Task instructions:
- 1) Print the contour labeling listing word for word, starting at its first line and ending at the line that contains "424 165 L 439", with both of those lines included. Omit the picture from your output.
- 2) Carry on the forum thread about module typeclasses and scalar rings in Lean from the point where it stops.

:: Source document

This code seems to demonstrate various things which are currently not optimal:

lemma leading_term_bdd_deg_ideal {R} [decidable_eq R] [nonzero_comm_ring R]
(I : set (polynomial R)) [@is_submodule R _ _ _ I] (n : ℕ) :
submodule R R :=
submodule.map (λ f : polynomial R, coeff f n) (@coeff_is_linear R _ _ n)
(⟨I,by apply_instance⟩ ⊓ ⟨deg_le R n,by apply_instance⟩)


I has type set S for S a ring which is hence an $S$-module and an $R$-module. I want to prove a relatively straightforward theorem about a sub-$R$-module of $S$. I could have proved it for sub-$S$-modules but it's true for sub-$R$-modules so I have written it in the correct generality. Of course I now want to immediately apply it to a sub-$S$-module and type class inference is going to struggle with that because there is some content there (the lemma that the $R$-module structure on $S$ is induced by a ring map $R\to S$ and hence any $S$-module is naturally an $R$-module, and that all these $R$-module structures are the same). I also have a problem with intersections of submodules. I carry around the sets, because the proofs that they are submodules are known to type class inference. However when I want to construct their intersection using the lattice structure I find myself having to explicitly magic up the instances to turn the sets into modules. @Mario Carneiro this is real-world module usage -- in general I want to know that if $A\to B$ is a map of rings then a $B$-module "is" an $A$-module. It does not sound to me like this is appropriate for type class inference. Is it? If I have to make the instances explicitly then is this an indication that modules shouldn't be typeclasses at all, or that some other sort of rethink is needed?

#### Mario Carneiro (Sep 15 2018 at 21:10):

I will not start on this until I've finished the current refactoring, but I think it is the right time to bring this up. I think that we should drop the out_param on the scalar field of a module. Downsides:

1. linear_map, submodule, module and other such types will require an explicit ring argument
2. a • x will not typecheck if the type of a is not specified
3. add_comm_group B cannot be a parent of module A B

I think (1) is mainly a problem for notation, i.e. something like M1 ->l M2 won't work since you have to shove R in the notation somewhere. (2) is possibly a problem if we are leaving off the type in pis or such but I can't see it having a big effect. (3) is the biggest problem, since it will add to the things you have to say about modules in proofs, but I'm already testing this change with the current refactoring. Upsides:

1. no more mysterious module typeclass timeout problems
2. no more questions about what to have implicit and what to have typeclass implicit
3. you can freely use modules over different rings, even in the same proof or statement
4. we can fill out the module typeclass hierarchy, rather than hiding some instances that have bad behavior like the endomorphism ring

I think that on the whole the benefits outweigh the downsides. The contract of an out_param is that you should only have one instance for module ? B for fixed B. This is just not true in advanced math. Indeed it's false even in the most trivial case, since you can always restrict the ring to a subring. @Johannes Hölzl @Kevin Buzzard Thoughts?

::::
:: Material supplied

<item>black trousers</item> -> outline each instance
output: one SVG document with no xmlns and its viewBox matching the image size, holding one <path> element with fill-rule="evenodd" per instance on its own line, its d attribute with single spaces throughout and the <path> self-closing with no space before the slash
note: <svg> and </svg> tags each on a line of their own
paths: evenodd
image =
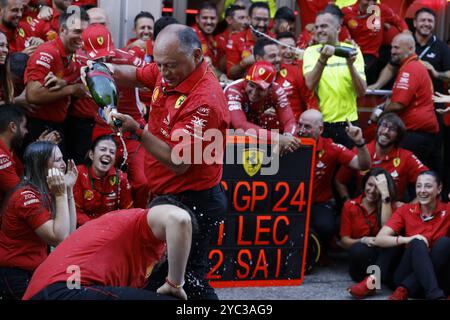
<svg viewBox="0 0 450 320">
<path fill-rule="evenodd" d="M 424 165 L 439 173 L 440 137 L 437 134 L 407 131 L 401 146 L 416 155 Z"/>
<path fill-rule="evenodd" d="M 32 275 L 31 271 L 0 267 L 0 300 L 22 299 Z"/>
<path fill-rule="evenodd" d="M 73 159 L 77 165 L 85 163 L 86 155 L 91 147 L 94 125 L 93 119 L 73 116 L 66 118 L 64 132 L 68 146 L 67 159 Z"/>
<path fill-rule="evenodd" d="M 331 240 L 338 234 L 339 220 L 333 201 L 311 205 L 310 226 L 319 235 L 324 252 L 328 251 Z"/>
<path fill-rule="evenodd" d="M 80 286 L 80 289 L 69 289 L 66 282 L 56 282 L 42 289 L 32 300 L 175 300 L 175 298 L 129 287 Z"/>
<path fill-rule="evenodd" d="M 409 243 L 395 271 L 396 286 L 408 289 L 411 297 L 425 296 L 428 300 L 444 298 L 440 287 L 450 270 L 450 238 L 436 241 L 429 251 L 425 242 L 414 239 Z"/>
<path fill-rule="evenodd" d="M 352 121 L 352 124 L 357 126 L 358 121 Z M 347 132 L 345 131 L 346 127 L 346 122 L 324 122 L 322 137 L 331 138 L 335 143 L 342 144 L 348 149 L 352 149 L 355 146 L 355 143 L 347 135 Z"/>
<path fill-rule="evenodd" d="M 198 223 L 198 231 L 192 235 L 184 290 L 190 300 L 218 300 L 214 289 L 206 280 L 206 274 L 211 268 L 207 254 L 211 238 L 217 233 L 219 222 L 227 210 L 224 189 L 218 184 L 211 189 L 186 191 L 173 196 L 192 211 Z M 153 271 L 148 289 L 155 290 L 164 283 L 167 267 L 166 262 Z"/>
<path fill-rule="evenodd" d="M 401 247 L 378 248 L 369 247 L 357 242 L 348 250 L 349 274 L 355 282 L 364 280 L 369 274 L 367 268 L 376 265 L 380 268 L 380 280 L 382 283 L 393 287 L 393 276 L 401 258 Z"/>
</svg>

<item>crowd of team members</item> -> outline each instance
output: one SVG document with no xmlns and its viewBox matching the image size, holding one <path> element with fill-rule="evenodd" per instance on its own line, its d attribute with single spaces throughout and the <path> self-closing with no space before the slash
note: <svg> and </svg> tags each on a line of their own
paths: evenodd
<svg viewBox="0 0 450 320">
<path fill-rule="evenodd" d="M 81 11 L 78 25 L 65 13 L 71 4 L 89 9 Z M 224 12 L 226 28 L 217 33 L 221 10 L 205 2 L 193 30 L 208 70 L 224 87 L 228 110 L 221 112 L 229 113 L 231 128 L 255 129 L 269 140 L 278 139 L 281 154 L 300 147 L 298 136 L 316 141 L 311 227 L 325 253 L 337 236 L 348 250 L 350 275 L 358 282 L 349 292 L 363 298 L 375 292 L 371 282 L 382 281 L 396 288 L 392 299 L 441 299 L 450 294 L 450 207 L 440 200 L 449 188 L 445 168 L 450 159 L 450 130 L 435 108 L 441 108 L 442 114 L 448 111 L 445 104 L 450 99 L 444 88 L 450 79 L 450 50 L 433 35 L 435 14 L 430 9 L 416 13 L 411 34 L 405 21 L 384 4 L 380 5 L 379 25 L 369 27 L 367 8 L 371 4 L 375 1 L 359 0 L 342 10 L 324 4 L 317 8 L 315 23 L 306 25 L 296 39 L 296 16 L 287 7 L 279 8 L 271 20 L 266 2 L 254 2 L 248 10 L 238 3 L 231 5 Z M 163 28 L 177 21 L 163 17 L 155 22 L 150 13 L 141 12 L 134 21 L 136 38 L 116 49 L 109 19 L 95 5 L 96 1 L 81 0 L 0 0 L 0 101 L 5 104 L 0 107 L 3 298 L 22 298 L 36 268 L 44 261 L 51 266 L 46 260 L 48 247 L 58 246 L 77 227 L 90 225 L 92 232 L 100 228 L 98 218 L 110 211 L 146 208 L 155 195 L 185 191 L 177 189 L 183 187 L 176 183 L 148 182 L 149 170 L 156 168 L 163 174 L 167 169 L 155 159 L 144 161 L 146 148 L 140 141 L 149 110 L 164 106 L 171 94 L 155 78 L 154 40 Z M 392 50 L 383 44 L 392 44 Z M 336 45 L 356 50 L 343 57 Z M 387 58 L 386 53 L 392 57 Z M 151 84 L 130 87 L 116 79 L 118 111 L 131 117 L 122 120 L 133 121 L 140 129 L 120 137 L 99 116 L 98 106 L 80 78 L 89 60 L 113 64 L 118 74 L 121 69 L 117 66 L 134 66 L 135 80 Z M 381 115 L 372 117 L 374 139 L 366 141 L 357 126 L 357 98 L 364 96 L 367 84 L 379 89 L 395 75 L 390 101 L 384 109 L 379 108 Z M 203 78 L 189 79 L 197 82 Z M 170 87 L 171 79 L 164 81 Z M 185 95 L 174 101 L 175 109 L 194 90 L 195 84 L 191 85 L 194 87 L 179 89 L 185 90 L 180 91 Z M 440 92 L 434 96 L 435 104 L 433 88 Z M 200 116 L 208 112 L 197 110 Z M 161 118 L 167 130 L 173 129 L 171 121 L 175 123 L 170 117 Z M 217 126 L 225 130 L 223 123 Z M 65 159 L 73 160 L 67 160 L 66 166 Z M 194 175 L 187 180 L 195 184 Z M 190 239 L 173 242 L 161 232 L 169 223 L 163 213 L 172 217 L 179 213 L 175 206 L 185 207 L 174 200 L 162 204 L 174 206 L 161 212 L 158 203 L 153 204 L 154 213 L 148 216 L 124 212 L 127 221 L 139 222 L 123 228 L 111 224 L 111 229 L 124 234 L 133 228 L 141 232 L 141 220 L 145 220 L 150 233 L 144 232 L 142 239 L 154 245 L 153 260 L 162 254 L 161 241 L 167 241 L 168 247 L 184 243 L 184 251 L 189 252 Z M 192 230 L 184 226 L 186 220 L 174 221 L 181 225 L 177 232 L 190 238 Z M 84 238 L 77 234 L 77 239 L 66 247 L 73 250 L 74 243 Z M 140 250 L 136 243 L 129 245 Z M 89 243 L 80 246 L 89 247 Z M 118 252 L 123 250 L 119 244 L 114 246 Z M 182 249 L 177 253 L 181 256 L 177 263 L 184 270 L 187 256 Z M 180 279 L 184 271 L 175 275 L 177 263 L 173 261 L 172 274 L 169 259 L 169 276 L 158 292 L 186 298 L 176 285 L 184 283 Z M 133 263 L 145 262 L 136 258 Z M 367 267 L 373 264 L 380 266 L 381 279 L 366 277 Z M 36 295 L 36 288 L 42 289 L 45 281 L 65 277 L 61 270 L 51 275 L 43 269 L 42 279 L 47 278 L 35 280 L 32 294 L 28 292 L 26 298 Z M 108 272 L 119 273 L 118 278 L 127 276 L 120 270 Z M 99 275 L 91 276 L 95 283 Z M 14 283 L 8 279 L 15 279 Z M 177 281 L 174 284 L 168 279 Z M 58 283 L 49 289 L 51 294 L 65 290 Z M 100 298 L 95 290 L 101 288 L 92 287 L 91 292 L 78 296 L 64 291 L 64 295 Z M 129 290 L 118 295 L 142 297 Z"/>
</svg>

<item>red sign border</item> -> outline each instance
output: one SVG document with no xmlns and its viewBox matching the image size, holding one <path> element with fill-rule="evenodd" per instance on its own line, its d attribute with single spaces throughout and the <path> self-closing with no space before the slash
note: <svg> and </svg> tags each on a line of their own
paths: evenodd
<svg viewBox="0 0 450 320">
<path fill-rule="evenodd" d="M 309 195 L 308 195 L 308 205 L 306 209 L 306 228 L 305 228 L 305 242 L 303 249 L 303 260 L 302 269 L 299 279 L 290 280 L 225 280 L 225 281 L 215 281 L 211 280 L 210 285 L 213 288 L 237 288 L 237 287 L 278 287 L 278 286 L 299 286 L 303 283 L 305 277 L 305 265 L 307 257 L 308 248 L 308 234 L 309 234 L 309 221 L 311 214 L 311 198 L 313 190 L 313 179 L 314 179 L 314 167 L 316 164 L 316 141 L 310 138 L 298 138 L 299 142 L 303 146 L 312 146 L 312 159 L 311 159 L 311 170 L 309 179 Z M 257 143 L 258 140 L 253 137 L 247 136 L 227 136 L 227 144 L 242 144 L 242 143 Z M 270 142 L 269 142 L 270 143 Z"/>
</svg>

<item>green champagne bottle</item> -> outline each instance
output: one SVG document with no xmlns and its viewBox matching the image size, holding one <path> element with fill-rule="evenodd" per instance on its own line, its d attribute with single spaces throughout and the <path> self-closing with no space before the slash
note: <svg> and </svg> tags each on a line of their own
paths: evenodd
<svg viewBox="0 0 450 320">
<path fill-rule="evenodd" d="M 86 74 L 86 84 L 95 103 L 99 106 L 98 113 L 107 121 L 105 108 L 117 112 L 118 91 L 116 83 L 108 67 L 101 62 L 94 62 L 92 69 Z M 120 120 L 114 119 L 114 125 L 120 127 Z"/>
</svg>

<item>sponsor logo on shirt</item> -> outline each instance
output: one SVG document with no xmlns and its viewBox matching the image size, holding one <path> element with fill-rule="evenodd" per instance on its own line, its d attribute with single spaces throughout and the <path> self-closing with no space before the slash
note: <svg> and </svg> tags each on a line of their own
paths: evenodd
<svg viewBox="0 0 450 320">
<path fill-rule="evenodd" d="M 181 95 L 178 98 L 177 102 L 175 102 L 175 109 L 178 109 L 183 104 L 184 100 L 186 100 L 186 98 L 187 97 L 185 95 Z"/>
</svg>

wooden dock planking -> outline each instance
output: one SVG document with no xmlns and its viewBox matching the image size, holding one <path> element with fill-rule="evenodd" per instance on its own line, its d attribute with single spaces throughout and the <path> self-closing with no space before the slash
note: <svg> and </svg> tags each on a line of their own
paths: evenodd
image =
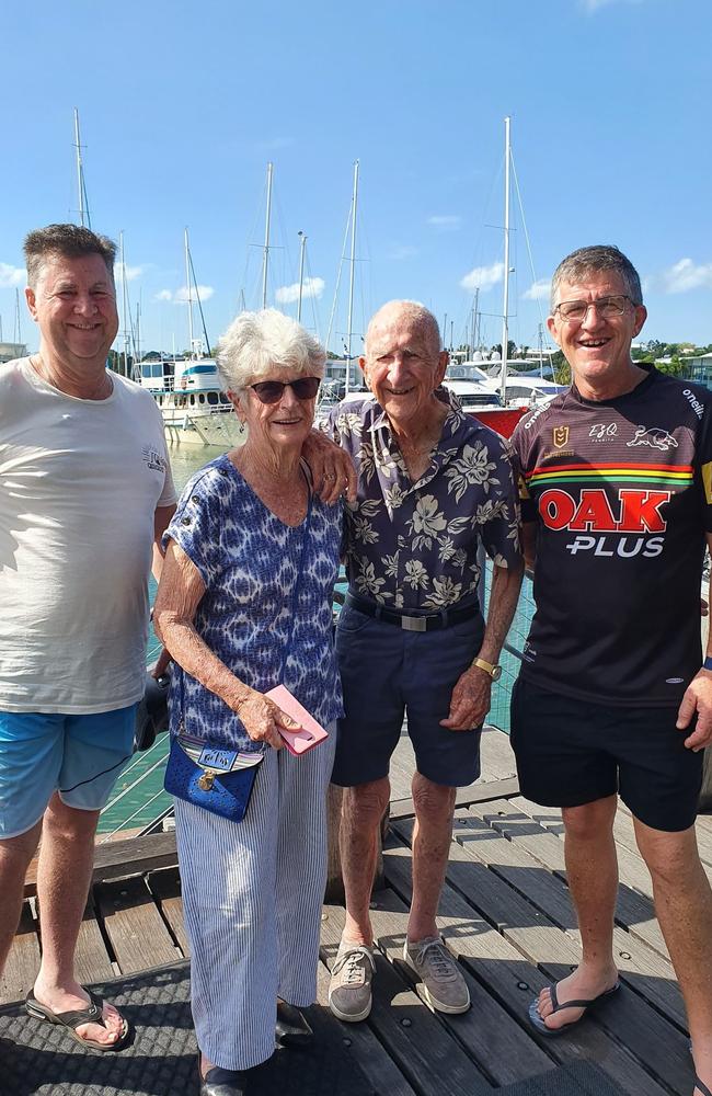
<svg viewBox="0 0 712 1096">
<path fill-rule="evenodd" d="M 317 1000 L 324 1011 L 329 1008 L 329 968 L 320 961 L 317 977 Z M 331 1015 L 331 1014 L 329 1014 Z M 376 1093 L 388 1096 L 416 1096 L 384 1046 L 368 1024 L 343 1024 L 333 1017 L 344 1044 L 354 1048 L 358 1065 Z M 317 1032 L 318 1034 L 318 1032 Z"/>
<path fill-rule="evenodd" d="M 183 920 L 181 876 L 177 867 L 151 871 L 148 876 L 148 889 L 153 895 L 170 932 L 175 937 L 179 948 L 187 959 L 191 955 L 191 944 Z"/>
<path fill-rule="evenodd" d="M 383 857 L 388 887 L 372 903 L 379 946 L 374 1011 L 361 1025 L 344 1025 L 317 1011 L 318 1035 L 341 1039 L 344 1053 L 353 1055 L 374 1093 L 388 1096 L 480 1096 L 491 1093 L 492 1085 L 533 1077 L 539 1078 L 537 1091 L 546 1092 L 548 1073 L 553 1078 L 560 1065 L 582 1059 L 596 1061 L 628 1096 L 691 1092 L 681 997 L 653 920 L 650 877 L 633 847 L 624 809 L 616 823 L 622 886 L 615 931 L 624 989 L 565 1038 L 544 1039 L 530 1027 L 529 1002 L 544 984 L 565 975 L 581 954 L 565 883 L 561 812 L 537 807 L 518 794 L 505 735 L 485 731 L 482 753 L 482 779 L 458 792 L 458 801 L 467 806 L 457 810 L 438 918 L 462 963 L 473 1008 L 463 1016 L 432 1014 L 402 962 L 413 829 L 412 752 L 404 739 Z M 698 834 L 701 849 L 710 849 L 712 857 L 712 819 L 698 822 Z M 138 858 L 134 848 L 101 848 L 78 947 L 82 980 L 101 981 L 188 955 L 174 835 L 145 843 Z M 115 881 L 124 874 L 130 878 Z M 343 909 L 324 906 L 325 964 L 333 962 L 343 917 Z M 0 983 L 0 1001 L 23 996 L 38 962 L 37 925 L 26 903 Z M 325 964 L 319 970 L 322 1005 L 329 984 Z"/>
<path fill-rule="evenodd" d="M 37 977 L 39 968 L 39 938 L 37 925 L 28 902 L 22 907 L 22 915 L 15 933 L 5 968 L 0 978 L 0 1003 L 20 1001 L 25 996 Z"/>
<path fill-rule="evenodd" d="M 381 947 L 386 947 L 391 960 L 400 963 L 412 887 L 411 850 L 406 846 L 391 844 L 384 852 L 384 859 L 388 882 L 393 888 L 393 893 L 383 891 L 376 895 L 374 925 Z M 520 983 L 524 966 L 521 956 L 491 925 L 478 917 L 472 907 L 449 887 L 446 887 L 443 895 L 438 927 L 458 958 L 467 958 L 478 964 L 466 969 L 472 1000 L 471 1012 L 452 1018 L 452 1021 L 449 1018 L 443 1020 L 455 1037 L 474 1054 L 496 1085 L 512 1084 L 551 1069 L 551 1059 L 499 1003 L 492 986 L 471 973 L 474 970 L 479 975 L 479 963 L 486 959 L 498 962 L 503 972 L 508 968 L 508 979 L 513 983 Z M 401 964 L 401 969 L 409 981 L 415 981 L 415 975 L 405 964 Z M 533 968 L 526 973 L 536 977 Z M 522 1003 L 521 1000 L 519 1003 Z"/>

::::

Answers in order:
- 1)
<item>black trousers</item> -> outline each instance
output: one SVG document with no xmlns and its viewBox matching the image size, holding one <path> element with fill-rule="evenodd" per instance on its own line, its d attribute with single spaces throughout and the <path> self-closing with no space before the slash
note: <svg> and </svg> tags each on a line of their own
paths: evenodd
image =
<svg viewBox="0 0 450 320">
<path fill-rule="evenodd" d="M 424 165 L 439 173 L 440 137 L 437 134 L 407 131 L 401 146 L 416 155 Z"/>

- 2)
#### Kenny Lau (Sep 15 2018 at 21:16):

will it be finally possible to tell Lean that every abelian group is a Z-module? :D

yes

yay

#### Mario Carneiro (Sep 15 2018 at 21:18):

it is very similar to the removal of out_param for ^

#### Mario Carneiro (Sep 15 2018 at 21:19):

now we can have has_pow instances for monoid, nat, group, int, and cardinal, cardinal all at the same time

#### Kevin Buzzard (Sep 15 2018 at 21:34):

I don't think I am competent enough to understand the ramifications of what you are suggesting, but I am all for changing things if you think it's a good idea, and will report back if I find any problems -- when things have settled down I will simply just go back to Hilbert and see what happens.

#### Kevin Buzzard (Sep 15 2018 at 21:35):

All I can say is that I have now seen with my own eyes that I want subsets of M to be either A-submodules or B-submodules and I am happy to say which.

#### Mario Carneiro (Sep 15 2018 at 21:36):

are you comfortable saying which in all circumstances, even when there is only one reasonable choice?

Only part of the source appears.